▶ _DATA RECORDS_

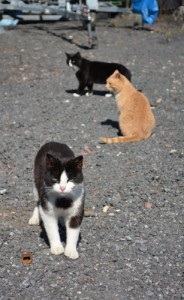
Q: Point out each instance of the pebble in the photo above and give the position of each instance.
(3, 191)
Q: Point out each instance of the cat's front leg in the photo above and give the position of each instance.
(51, 226)
(90, 90)
(35, 219)
(71, 241)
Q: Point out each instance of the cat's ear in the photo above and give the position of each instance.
(50, 160)
(78, 161)
(117, 74)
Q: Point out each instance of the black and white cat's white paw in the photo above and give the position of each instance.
(108, 95)
(35, 219)
(71, 253)
(76, 95)
(88, 94)
(57, 249)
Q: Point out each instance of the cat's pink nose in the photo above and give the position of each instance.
(62, 188)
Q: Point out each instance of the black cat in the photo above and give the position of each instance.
(91, 72)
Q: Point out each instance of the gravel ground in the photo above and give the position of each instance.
(133, 250)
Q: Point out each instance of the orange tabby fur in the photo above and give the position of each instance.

▶ _WHAT YOU ARE ASKED TO DO_
Reproduce, unchanged, the part of the records above that opens with the line containing "Q: Point out each instance of the black and" and closes with the last line of the records, including both ends.

▶ _SOLUTION TO THIS TASK_
Q: Point out each instance of the black and white cat's white paw in the photo above and give the position of each instance.
(108, 95)
(35, 219)
(71, 253)
(76, 95)
(88, 94)
(57, 249)
Q: Point out each instance of the cat's pink nose in the photo above and give the position of each instance.
(62, 188)
Q: Point out each instance of the black cat in the photo above and give the position of each instance.
(91, 72)
Q: Point out each instance of the gravel ground in the photo above and give the position of each instance.
(133, 250)
Q: Point out each instance of the orange tabby fur in the photo above and give the position of each instance.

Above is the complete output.